Reproduce the records between the line holding "Point out the white bus" and the line holding "x=131 y=228", inclusive, with the requests included. Offset every x and y coordinate in the answers by -119.

● **Provided material**
╔══

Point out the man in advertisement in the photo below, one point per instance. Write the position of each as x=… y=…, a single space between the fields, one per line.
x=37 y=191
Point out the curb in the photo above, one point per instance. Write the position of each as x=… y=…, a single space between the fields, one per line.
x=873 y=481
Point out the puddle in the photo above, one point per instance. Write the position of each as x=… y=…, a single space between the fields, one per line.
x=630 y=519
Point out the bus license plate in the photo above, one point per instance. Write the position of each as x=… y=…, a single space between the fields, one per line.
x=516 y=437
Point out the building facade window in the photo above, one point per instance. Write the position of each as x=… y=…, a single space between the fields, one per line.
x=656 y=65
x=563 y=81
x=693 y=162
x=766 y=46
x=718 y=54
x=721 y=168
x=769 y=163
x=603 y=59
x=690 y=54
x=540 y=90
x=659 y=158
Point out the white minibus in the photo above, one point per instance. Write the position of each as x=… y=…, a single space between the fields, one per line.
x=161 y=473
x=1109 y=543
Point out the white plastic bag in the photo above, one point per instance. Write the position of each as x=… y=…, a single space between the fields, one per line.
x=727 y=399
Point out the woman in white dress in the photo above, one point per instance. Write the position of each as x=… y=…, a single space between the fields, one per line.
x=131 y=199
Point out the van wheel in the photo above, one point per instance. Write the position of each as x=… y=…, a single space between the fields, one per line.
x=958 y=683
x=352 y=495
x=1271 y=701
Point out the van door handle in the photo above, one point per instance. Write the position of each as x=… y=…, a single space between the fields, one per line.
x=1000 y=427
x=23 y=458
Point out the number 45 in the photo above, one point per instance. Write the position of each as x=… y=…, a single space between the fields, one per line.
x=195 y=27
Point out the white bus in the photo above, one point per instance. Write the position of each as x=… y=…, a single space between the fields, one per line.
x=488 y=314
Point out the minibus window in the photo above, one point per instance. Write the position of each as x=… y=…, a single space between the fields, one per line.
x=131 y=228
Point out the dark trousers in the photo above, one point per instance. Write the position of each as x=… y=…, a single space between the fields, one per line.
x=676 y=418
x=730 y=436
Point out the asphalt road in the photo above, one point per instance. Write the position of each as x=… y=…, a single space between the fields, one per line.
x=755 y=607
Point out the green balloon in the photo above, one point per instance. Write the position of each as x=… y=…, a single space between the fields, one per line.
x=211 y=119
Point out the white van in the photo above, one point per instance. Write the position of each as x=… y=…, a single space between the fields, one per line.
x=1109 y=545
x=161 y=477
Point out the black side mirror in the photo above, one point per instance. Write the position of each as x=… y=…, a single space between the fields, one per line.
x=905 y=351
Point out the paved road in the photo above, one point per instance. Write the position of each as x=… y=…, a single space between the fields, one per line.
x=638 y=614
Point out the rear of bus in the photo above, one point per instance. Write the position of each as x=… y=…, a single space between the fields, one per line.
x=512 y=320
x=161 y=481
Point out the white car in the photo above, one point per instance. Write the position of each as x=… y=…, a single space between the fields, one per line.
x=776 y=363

╚══

● **Task answer**
Point out the white bus in the photo above, one point per instance. Write the position of each as x=… y=…, a single space between the fields, one per line.
x=369 y=195
Point out the minibus window in the photo above, one point per instance. Write the position of each as x=… y=…, a single space between the fields, one per line.
x=12 y=109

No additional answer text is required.